*EXERCISE INPUTS:*

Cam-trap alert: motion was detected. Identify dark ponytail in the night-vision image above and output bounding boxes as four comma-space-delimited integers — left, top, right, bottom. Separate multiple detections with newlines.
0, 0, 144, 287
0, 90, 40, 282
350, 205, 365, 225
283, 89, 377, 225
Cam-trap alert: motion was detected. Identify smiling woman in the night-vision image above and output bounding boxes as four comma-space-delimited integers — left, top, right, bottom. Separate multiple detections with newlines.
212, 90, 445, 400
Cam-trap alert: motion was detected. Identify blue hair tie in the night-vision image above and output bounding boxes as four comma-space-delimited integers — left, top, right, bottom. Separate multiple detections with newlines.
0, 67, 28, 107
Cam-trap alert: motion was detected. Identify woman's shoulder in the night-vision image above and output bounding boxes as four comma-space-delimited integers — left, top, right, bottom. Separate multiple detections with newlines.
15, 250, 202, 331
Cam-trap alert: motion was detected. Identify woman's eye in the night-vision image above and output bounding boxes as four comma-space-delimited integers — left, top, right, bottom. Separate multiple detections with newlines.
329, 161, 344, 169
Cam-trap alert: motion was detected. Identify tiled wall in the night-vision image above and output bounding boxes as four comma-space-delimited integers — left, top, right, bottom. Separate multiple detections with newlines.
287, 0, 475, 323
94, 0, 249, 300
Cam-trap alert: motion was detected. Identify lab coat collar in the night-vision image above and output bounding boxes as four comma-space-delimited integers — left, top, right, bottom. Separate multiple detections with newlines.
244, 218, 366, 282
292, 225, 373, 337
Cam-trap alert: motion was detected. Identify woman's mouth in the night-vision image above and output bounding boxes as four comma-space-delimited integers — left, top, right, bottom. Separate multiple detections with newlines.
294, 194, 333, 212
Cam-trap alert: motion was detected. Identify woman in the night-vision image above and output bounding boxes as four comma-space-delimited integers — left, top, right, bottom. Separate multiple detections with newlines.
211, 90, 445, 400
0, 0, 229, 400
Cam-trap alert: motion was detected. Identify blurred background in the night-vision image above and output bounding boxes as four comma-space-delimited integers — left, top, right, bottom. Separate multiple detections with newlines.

*WHAT THE TASK REQUIRES:* Copy each of the records above word for word, changing nothing.

*TASK RESPONSE:*
Cam-trap alert: motion was detected. Identify dark ponytail in the night-vision image above and output bounding boxes as four comma-space-delimited integers — left, top, right, bottom. Separate multiple detections with newlines.
0, 0, 144, 287
0, 90, 40, 282
350, 205, 365, 225
283, 89, 377, 225
Cam-trap alert: motion was detected. Identify smiling woman in the night-vision image above and output bounding boxes as four comma-space-delimited integers — left, top, right, bottom. Separate multiple detections with newlines.
212, 90, 445, 400
Cam-trap alert: motion was detected. Identify blue hair tie in the night-vision image above and output bounding boxes as four comma-space-delimited integers — left, top, right, bottom. Separate multiple detections with newlines.
0, 67, 28, 107
Cam-trap alert: motion was detected. Identify woman's shoulder in the night-vision image above and output bounding boxes as four comma-space-delimited integers — left, top, right, bottom. Separate multiple detections with newlines.
15, 250, 202, 331
Cam-trap alert: motion was detected. Identify woman's eye in the night-vision image above and output bounding boxes as four comma-space-delimited integers — left, top, right, bottom. Separate multiple detections with newlines.
329, 161, 344, 169
Cam-trap alert: motion was detected. Identify tiled wall in the night-vision image above and output bounding boxes as four comma-space-delimited integers — left, top, right, bottom. Separate multiple detections with newlines.
287, 0, 475, 323
94, 0, 249, 300
Cam-trap alert: motion was detected. Identify lab coat collar in the night-vision image above and output bounding boxes as four comma-space-delimited integers — left, top, right, bottom. Separate multiple detections with newlines.
244, 218, 366, 282
292, 225, 373, 337
Cam-trap alert: motion was detected. Identify woman's mouth in the night-vision image above and output bounding boxes as four comma-space-delimited integers — left, top, right, bottom. Separate multiple detections with newlines.
294, 194, 333, 212
Cam-trap alert: motion was detected. Identify woman in the night-vision image above and output bounding boxes as four comma-space-delimited integers — left, top, right, bottom. Separate multiple detections with newlines.
211, 90, 445, 400
0, 0, 229, 400
Cam-trap alert: motion was detected. Identify blurred background in the night-vision image above and output bounding boxes as four comma-space-delimited integers — left, top, right, bottom. Separate multiple detections with newlines.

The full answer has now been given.